# Passage to read
Thursday, June 14, 2007

A tanner will last you nine year...














I have always harboured suspicions about archaeologists – their vociferous pretensions to exclusive ownership of the past, the endless flexibility with which they manage to discover instructive relevance to contemporary preoccupations (usually climatic, these days), their eager protestations that their discipline is nothing to do with treasure-hunting. (Why don’t they accept that function? When so many artists shun producing the beautiful, they supply a need by digging it up). But above all else, it is the ghoulishness of archaeology that repels me: obsessing over the Ice Man Oeti, the bog people, the mummies, all that fuss about diagnosing of the causes of forgotten deaths…

In February 1647, Mr. Hill, the sexton of St Leonard’s, Eastcheap, was digging in the chancel of the church to prepare a grave for a wealthy parishioner. The anonymous reporter casually writes that the intention was, ‘according to usual custom went to take up, and throw away, the long lying, and fleshlesse, bones’. ‘Throw away’ did surprise me – was that the ‘usual custom’? It seems unexpectedly brusque (‘how the knave jowls it to the ground, as if 'twere Cain’s jawbone!’). But ‘contrary to custom, expectation, or nature, he found a body firm …Much wonder was raised, at the raising of this long dead and buryed body; for all his lims and lineaments, his hair, both of head, beard and other usual places, all as firmly growing, or rather fixt, as it was when he was first buried’

So, ‘search was made, both within and without book, who it should bee that had been so long agone buried in that place’, and it was finally determined that these were the mortal - or maybe immortal - remains of a Mr. Pountney, buried there 34 years before.

I have remarked before in this blog about the unusual crowd-gatherers of mid 17th century, puritan London.
http://roy25booth.blogspot.com/2006/05/public-entertainment-1650.html
In the general absence of anything better to go and see, this more-or-less uncorrupted body ‘was made, for the more ample manifestation of his miraculous preservation, a general spectacle to multitudes of beholders’.

Did anyone quote Hamlet, as dead body became spectacle? 'How long will a man lie i'th'earth ere he rot?' Then there’s that suggestion of them all simply coping well with the sight of a body which was (counter to the pamphlet’s talk of miracles) in not that good a condition (‘Briefly all parts within and without were compleat and might challenge any thing but life it self, save his face something disfigured and skinlesse, his nose fallen, and his eys sunk into his head or otherwise perished.’)

The usual gentleman virtuosos arrived, and wanted more to see and wonder at: ‘it pleased the honorable spectators who had with admiration beheld the external frame so strangely preserved from corruption to have a view of the internal parts and to that end two men sufficiently experienced in the art of chirurgery were sent for to open him’.

Nobody seems to have blinked at this early manifestation of the archaeological assumption that the dead are fair game, even though it was a fellow Christian buried in the sacred building they still used, and not really that long-dead either. It was found that ‘his intrels with his bowels were as supple and moist as if he had been but newly departed from this life’.

# Information given
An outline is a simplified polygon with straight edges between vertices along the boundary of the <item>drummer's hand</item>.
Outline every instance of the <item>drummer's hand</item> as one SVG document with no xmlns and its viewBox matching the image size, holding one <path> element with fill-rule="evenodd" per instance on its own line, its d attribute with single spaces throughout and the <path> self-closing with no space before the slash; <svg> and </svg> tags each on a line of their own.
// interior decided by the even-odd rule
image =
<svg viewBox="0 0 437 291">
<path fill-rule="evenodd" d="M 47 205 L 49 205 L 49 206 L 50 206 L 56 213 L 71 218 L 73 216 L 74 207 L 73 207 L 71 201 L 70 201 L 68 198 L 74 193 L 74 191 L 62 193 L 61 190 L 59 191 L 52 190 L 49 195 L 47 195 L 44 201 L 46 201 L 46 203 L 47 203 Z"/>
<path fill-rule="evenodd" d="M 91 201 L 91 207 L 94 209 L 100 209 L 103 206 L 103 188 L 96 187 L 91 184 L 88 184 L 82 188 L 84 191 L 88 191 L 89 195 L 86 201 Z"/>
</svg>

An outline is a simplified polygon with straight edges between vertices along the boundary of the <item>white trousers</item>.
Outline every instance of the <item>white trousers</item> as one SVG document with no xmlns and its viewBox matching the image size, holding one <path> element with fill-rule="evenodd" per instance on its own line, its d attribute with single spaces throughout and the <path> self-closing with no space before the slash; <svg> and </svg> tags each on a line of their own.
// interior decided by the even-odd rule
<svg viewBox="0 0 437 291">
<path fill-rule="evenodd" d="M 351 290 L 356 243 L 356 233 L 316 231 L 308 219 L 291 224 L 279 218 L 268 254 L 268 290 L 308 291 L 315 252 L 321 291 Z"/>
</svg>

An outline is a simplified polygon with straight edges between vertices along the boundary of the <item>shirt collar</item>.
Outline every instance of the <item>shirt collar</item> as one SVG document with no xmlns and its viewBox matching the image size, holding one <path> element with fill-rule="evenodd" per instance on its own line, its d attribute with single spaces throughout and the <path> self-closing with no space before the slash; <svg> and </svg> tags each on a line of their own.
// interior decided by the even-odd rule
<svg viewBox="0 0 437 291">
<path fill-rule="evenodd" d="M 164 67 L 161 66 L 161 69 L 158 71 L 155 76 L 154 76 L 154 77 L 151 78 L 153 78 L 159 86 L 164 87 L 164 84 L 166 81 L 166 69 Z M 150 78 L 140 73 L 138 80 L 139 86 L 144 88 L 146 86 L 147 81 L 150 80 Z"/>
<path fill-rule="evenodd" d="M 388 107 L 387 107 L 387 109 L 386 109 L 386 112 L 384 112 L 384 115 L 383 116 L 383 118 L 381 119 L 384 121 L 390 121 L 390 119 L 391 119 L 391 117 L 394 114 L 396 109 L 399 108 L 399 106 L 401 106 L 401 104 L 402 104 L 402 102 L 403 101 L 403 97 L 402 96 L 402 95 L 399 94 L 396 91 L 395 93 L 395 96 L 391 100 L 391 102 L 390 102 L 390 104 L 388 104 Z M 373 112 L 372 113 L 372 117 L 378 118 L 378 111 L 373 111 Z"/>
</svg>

# Work to complete
Reproduce the stretch of the blog post from "The usual gentleman" through "to open him’.", but switch "chirurgery" to "surgery".

# Answer to this task
The usual gentleman virtuosos arrived, and wanted more to see and wonder at: ‘it pleased the honorable spectators who had with admiration beheld the external frame so strangely preserved from corruption to have a view of the internal parts and to that end two men sufficiently experienced in the art of surgery were sent for to open him’.